→ Document segment:
========
In a statement, Arriva said they were ‘disappointed’ they couldn’t reach an agreement over its most recent offer of an 8.5 percent wage rise with trade unions, which it said was ‘far higher than most workers are receiving from their employers at a time of considerable economic pressure’.
Generally, the company’s line in negotiations according to GMB and Unite reps was that Covid had meant they didn’t have the money to pay drivers more. According to its most recent Companies House filings from 2020, Arriva’s UK bus arm saw a huge drop in revenue during Covid. But the company has also received millions from the government to help deal with the impact of the pandemic, after around £2 billion was made available to over 160 operators.
Those Tribune spoke to also cited the fact that the company had been in profit for years before the one-off impact of the pandemic, with analysis of Companies House suggesting Arriva’s bus arm alone netted nearly £31 million before tax in 2019—and that its indirect ownership by the German government means that cash flow issues are likely to be much less of a problem while overcoming the short-term cost of Covid.
And while Arriva says passenger numbers haven’t recovered to pre-pandemic levels, bus usage is increasing. Go North West, another bus operator in the region—itself subject to strike action last year after attempting to fire and rehire workers—said this month that passenger numbers had returned to pre-pandemic levels on their routes.
A lot of this is far from new for any industrial dispute—workers wanting decent pay, companies saying they can’t afford it. When drivers struck back in 2017, Philip says that even parts of the public would say they didn’t deserve a pay rise because there were other workers earning even less than them each week.
‘People say some workers are on less, but that’s not good either,’ Philip explains. ‘It’s the idea that you’re not poor enough. You’re okay just because you’re getting three tins from the food bank instead of seven.’
But amid the hot strike summer, public attitudes towards industrial action are shifting—and what sets this dispute apart, according to those taking part, is hope.
Recent strikes among Arriva bus drivers in neighbouring Yorkshire have led to major progress in pay talks, while Liverpool’s Stagecoach bus workers have seen wage rises of over eleven percent recently agreed after threatening strike action. Nationally, the fact that everyone from railway workers to BT and Royal Mail staff have voted to strike has caused what Philip describes as a ‘domino effect’, making Arriva workers believe they can win this struggle.
‘They know it’s the time to fight back,’ says Dave Roberts. ‘And there’s a good reason to fight back, too.’
========
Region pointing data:
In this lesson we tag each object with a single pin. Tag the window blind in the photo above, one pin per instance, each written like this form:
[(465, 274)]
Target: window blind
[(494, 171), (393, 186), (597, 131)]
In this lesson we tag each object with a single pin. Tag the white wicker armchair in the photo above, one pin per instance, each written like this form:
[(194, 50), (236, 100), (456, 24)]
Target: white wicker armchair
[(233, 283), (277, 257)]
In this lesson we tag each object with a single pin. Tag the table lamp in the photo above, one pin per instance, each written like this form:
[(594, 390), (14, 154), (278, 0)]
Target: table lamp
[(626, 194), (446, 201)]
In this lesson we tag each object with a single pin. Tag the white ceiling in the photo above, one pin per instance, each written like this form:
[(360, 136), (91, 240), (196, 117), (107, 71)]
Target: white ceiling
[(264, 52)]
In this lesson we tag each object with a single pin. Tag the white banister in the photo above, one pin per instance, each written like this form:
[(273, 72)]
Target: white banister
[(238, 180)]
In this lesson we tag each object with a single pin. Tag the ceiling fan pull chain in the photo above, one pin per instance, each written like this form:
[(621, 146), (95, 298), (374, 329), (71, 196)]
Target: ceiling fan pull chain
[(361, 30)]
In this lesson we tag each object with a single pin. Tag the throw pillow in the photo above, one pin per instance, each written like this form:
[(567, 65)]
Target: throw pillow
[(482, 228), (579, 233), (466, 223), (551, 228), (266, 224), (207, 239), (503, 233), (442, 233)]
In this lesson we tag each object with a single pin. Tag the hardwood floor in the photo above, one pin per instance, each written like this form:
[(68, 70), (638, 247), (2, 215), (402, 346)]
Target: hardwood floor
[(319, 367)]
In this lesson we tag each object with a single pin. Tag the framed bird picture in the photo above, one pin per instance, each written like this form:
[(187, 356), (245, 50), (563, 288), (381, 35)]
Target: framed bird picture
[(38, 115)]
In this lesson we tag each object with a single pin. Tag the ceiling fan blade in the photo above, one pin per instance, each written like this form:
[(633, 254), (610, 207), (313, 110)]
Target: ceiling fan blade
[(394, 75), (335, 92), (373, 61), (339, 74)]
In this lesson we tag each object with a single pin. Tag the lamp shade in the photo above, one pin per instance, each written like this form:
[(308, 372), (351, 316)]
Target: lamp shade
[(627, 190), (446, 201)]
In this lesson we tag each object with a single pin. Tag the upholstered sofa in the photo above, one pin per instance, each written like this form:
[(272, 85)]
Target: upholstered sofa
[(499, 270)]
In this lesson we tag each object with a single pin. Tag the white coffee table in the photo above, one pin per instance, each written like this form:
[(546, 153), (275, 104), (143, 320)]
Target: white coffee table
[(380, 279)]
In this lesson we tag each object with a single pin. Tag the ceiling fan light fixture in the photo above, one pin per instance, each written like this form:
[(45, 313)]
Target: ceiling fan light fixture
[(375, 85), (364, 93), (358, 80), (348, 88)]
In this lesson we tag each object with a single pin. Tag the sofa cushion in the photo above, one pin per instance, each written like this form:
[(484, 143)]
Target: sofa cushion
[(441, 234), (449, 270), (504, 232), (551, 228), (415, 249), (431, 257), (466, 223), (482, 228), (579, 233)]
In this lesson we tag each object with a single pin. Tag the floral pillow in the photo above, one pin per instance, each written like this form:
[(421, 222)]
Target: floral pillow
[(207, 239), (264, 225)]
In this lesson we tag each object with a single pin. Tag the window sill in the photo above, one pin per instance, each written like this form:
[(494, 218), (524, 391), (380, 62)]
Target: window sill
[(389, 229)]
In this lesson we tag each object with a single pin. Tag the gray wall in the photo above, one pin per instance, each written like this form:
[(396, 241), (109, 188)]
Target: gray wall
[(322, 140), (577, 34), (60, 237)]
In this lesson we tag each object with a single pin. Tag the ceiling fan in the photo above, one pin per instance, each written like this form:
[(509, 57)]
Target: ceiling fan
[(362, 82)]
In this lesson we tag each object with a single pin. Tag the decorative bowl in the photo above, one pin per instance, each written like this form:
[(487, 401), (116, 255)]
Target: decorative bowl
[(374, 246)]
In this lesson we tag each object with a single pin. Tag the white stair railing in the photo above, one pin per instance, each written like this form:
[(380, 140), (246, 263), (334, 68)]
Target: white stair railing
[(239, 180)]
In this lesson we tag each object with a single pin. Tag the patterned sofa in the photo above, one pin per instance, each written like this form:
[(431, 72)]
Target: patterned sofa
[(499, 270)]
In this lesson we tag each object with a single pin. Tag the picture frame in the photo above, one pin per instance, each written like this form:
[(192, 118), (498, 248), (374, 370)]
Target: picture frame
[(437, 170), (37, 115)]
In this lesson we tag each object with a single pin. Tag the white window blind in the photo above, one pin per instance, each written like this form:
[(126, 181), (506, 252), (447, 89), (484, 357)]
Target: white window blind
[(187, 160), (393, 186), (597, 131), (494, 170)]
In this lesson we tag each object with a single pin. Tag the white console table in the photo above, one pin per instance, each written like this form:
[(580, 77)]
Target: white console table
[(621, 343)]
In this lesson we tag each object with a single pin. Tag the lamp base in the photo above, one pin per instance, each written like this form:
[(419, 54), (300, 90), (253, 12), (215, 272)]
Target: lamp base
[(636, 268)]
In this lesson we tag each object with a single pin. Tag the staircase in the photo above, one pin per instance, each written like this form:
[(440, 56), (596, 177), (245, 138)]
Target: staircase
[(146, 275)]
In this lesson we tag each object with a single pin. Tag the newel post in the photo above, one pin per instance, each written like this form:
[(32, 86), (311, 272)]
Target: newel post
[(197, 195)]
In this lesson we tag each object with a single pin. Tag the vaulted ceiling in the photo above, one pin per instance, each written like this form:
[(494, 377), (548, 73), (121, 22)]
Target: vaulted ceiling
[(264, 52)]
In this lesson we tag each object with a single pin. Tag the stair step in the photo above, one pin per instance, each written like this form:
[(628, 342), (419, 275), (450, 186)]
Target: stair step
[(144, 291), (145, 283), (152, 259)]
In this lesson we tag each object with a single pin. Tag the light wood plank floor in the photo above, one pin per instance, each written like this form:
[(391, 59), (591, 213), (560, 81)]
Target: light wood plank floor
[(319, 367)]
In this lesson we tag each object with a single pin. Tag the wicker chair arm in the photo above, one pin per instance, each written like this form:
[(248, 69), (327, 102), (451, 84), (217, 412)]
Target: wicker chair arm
========
→ Your objective: In the article on the Arriva bus dispute, rewrite the part starting at "A lot of this" and ending at "them each week.", substituting "commuters" for "the public".

→ Exercise response:
A lot of this is far from new for any industrial dispute—workers wanting decent pay, companies saying they can’t afford it. When drivers struck back in 2017, Philip says that even parts of commuters would say they didn’t deserve a pay rise because there were other workers earning even less than them each week.